§ **Task**
The response should contain only those lines of the entries below that include the string "sleeve".

Collected data:
# # # # # # #

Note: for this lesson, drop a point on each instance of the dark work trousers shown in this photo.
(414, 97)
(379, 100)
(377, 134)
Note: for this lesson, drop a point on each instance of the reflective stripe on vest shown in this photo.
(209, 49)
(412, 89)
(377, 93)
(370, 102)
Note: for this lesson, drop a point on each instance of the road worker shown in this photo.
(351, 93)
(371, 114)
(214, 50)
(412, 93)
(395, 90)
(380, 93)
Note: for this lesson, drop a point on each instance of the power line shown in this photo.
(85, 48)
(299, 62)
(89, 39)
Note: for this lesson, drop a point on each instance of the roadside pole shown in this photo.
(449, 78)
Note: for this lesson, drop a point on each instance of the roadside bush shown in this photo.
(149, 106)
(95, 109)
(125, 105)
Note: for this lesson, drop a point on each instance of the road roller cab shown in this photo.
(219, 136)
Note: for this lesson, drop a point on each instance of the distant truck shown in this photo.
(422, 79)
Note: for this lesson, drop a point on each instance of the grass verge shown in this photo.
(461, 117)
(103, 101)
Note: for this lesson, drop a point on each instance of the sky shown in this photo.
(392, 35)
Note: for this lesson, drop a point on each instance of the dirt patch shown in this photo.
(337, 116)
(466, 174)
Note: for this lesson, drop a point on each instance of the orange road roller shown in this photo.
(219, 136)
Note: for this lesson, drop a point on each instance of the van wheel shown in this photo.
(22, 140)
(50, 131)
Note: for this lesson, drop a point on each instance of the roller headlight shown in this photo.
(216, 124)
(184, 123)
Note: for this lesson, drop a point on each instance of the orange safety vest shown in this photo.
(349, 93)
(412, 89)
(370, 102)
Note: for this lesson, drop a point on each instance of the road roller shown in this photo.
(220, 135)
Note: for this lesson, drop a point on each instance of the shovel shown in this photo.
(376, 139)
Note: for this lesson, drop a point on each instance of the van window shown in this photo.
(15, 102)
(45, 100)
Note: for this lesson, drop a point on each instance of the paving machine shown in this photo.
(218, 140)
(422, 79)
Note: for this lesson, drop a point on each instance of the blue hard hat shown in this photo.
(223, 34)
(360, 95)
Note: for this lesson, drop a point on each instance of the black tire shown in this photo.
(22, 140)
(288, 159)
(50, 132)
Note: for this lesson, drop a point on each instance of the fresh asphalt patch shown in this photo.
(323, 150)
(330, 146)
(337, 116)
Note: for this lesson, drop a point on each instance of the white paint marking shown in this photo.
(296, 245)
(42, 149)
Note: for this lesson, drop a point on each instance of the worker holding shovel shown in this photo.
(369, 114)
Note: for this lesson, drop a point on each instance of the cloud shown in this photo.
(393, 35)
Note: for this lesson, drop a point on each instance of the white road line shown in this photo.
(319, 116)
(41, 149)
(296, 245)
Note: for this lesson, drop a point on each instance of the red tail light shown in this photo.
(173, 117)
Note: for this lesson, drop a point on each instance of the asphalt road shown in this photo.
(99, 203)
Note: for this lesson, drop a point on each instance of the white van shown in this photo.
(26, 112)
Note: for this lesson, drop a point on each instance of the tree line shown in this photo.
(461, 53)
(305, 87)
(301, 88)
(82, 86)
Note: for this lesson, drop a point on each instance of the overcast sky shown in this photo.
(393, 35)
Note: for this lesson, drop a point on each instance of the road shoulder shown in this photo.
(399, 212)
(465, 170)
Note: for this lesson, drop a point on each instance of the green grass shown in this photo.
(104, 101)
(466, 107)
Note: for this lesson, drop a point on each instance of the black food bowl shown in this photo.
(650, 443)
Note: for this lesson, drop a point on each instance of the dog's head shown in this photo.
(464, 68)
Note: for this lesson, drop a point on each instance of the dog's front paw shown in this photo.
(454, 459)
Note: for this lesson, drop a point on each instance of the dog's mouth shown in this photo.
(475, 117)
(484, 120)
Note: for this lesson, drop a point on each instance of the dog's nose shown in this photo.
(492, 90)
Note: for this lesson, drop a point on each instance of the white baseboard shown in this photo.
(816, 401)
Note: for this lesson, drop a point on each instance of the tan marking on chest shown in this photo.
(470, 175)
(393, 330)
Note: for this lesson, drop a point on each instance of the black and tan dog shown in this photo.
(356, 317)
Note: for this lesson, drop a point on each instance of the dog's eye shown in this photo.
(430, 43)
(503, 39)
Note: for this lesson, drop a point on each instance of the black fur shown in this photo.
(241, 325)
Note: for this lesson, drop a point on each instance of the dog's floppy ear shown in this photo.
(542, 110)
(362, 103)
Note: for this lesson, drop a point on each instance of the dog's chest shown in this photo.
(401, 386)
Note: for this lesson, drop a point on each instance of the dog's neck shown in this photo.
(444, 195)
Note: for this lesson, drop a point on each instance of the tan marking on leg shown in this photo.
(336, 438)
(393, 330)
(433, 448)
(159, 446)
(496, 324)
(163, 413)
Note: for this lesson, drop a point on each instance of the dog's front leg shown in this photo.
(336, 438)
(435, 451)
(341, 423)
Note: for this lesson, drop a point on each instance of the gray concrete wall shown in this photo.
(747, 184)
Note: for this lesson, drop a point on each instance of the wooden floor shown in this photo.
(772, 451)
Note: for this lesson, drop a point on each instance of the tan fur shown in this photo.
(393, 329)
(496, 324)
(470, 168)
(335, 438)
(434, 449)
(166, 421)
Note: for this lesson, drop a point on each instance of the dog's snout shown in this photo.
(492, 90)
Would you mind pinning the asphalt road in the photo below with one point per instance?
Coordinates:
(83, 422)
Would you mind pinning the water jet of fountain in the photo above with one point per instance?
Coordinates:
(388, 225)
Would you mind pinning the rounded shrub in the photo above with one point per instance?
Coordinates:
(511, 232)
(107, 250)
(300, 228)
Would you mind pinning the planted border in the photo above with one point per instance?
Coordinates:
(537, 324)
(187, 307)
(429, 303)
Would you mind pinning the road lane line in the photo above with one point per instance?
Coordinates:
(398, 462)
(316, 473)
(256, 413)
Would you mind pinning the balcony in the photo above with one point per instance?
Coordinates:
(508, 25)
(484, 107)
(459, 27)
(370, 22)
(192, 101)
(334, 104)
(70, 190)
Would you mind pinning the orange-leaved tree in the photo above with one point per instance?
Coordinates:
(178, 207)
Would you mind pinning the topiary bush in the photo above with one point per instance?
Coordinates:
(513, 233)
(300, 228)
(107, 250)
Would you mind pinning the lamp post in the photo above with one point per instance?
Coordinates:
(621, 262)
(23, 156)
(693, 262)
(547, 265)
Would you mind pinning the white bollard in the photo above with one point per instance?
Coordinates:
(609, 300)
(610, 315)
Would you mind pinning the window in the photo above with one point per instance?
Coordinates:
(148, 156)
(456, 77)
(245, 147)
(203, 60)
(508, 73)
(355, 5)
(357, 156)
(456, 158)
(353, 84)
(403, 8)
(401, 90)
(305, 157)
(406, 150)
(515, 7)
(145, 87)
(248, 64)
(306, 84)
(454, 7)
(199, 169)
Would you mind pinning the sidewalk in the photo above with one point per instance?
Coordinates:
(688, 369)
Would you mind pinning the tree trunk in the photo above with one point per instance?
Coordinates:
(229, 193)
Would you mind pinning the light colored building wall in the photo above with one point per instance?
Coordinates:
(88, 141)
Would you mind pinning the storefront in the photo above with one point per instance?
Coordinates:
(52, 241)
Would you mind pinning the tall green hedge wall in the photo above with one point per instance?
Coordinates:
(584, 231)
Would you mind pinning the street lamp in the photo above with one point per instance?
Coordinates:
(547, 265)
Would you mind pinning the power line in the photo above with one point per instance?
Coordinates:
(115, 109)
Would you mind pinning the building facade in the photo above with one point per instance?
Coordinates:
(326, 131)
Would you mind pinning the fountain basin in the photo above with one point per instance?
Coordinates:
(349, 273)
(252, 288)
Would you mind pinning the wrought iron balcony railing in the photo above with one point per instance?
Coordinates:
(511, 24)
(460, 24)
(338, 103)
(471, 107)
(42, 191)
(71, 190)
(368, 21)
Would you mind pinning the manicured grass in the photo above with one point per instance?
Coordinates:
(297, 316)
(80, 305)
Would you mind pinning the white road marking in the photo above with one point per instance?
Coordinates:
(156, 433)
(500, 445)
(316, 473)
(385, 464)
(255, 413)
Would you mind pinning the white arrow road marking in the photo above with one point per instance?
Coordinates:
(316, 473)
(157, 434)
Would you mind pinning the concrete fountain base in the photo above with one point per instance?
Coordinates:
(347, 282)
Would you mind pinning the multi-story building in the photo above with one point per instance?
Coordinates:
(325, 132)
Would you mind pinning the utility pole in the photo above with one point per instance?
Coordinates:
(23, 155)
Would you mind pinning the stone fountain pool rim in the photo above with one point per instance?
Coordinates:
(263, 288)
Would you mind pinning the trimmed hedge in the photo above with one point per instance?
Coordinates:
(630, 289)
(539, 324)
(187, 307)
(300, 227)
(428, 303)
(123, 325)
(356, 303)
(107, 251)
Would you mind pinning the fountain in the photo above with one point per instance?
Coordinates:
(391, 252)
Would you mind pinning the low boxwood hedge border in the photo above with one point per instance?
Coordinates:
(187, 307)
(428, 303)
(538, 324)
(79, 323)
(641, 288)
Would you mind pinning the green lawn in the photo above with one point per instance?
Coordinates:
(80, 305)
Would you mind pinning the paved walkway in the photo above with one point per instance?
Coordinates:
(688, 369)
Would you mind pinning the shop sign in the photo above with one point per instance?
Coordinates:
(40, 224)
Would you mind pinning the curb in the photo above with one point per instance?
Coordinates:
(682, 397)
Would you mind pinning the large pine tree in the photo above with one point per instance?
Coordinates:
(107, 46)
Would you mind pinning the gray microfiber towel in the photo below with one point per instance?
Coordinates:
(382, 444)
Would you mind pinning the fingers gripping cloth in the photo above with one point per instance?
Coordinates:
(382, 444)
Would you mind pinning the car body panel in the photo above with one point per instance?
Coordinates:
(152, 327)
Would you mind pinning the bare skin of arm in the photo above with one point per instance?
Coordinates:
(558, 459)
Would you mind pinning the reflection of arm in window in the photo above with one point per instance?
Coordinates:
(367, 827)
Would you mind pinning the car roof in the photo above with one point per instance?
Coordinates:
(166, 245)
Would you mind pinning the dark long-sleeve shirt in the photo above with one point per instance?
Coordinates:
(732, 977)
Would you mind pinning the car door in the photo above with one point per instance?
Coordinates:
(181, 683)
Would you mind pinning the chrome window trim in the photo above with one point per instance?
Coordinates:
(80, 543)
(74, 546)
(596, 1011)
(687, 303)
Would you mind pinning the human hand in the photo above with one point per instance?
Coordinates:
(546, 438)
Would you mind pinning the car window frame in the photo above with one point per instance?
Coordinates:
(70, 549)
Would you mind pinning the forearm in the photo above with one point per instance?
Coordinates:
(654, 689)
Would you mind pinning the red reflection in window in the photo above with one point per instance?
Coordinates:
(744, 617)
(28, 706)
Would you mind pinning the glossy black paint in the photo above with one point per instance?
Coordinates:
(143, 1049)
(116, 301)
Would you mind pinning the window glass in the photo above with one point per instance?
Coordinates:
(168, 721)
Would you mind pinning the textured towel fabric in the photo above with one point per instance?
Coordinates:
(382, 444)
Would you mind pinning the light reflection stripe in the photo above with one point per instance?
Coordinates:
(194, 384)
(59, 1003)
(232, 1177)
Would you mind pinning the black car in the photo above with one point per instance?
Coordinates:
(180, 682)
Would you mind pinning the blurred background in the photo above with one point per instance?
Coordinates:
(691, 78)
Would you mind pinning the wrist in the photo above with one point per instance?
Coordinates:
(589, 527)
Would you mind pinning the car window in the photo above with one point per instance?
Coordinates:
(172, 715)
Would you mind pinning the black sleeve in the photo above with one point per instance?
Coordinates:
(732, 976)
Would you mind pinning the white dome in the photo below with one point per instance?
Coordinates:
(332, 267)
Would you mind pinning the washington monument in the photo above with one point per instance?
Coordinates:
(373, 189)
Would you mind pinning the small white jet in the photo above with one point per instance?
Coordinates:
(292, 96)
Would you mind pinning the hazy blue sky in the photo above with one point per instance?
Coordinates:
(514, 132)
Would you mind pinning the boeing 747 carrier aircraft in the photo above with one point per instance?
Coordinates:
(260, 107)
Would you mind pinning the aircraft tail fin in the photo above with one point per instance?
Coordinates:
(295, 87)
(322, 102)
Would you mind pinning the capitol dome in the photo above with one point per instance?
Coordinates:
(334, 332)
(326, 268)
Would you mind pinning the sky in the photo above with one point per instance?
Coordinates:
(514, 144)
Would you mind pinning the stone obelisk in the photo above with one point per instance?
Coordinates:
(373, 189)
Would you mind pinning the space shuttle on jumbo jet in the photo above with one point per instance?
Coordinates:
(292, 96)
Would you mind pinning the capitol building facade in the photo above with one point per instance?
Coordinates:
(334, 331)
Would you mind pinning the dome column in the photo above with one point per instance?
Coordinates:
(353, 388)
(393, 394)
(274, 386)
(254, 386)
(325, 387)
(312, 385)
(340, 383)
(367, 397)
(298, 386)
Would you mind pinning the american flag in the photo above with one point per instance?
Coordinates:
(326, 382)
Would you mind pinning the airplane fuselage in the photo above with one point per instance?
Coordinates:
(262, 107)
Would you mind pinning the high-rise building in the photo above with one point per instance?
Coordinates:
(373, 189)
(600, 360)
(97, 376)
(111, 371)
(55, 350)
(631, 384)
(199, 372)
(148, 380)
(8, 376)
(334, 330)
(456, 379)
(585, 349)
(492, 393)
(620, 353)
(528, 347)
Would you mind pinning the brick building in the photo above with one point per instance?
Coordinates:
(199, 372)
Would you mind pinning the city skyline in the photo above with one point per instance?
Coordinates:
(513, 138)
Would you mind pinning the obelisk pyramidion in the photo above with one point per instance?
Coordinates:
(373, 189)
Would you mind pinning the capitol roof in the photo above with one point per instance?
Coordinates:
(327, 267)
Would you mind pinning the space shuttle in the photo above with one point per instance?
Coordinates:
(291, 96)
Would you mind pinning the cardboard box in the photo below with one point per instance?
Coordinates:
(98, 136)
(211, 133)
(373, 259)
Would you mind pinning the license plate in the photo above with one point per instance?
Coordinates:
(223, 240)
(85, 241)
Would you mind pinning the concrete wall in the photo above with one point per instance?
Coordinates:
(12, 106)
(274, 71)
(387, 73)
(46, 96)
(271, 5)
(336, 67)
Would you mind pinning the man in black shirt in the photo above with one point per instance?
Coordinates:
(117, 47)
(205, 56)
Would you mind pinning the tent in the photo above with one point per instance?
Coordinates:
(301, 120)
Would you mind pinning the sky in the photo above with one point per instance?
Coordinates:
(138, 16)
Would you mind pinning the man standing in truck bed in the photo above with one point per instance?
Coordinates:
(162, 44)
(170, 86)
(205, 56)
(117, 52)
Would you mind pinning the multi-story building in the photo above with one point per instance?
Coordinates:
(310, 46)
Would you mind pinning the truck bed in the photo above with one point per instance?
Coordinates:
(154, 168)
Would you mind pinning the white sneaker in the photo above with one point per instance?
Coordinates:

# # # # # # #

§ **Answer box**
Would you mind pinning the dark long-sleeve shirt in the photo above with one point per instance?
Would you mind pinning the black sleeve in the photo above with one point per instance?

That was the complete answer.